Celui qui prend la peine de confronter les retentissants 79,41 % de Tizi Ouzou aux pitoyables 38, 09 % de Djelfa, (un gap de 41,32 ; cad 208 % !), ne peut s'empêcher d'être désagréablement surpris par l'amplitude flagrante entre les deux.

Un contraste patent qui lui ferait supposer que les potaches de la première wilaya doivent être de sacrés surdoués comparés à leurs camarades de la deuxième ou que le corps enseignant du massif du Djurdjura dispose de redoutables compétences pédagogiques inexistantes chez celui des Hauts Plateaux et du Sud en général. Sinon il faut croire carrément à la manifestation matérielle d'une recette magique à l'origine d'une telle performance malgré toutes les perturbations de l'année scolaire écoulée qui n'ont, pourtant épargné aucune région.

 Que répondre alors à l'élève de Djelfa, de M'Sila et d'ailleurs ; c'est-à-dire tous ceux que le hasard de la position géographique n'a pas gâtés et leur faire gober pourquoi ils n'ont pas bénéficié eux aussi, des mêmes contingences que leurs camarades des autres régions ?

 Les décideurs ont tout de suite attribué les « bons » résultats aux vertus de la réforme malgré le fait d'avoir certainement constaté avec dépit qu'elle n'a cependant pas couvert équitablement de sa bénédiction toutes les wilayas du pays profond avec autant de bonheur. Même sur l'Ecole Internationale en France (24 % !) pourtant plus avantagée sur le plan matériel, elle n'a eu aucun effet !

POURQUOI ?

Même ceux qui semblaient irrémédiablement blasés par la récurrence de ce type de situation n'ont pu taire leur malaise. Le plus remarquable c'est que juste après l'annonce des premiers résultats, l'opinion générale était déjà scellée: plus les responsables du secteur s'échinaient à chanter les louanges de la réforme en citant Tizi-Ouzou en exemple, plus la rue suspectait la fiabilité des données avancées et plébiscitait, par contre, les chiffres de Djelfa, qui eux expriment pour elle, on ne peut mieux, la suite logique des bouleversements endémiques subis par notre école. En vérité quelle est la personne sensée qui oserait réfuter que, nous ne sommes pas en présence de l'illustration parfaite de la réalité sans fard mais surtout l'image authentique de l'ensemble de notre système avec ses tares et ses faiblesses archi connues.
==============================
__Consignes__:
(a) Citez mot pour mot le texte sur les résultats de Tizi Ouzou et de Djelfa, de « Que répondre alors » à « autres régions ? ».
(b) Prolongez le texte sur les résultats de Tizi Ouzou et de Djelfa à partir de sa dernière phrase.

__Données affichées__:
==============================
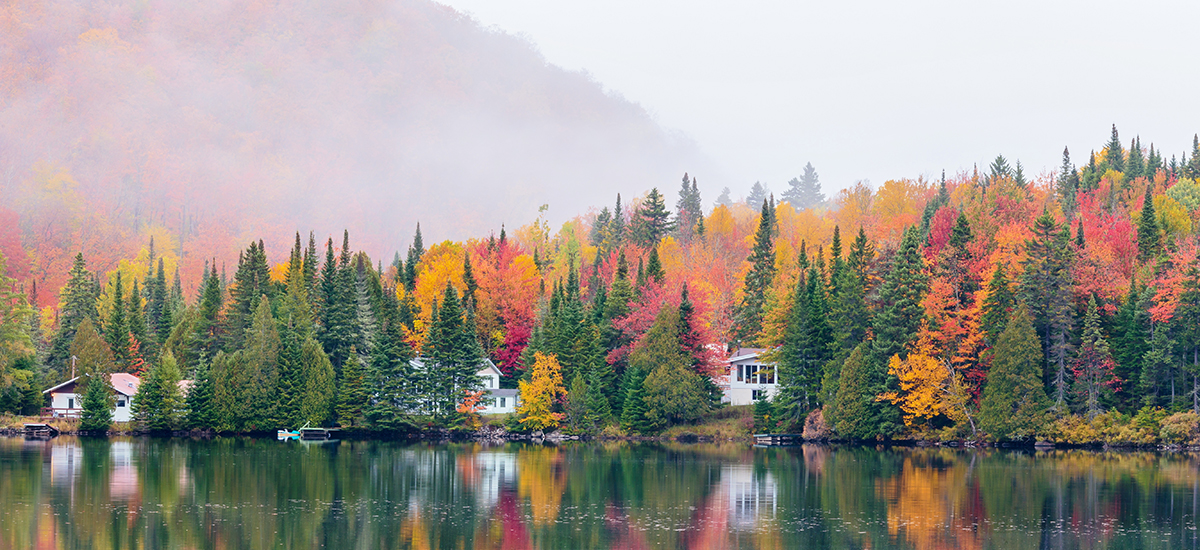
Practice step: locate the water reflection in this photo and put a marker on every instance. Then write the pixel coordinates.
(257, 494)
==============================
__Réponses__:
(a)
Que répondre alors à l'élève de Djelfa, de M'Sila et d'ailleurs ; c'est-à-dire tous ceux que le hasard de la position géographique n'a pas gâtés et leur faire gober pourquoi ils n'ont pas bénéficié eux aussi, des mêmes contingences que leurs camarades des autres régions ?

(b)
 Partant de ce constat primaire la sentence est vite expédiée et tout le monde s'est retrouvé unanimement d'accord pour reconnaître que s'il est tout de même inconcevable de croire que les wilayas du bas du tableau se soient sabordées délibérément pour être les?dernières, le peloton de tête a sûrement été outrageusement stimulé pour atteindre ces résultats plus qu'enviables malgré tous les aléas de l'année écoulée que personne n'ignore ?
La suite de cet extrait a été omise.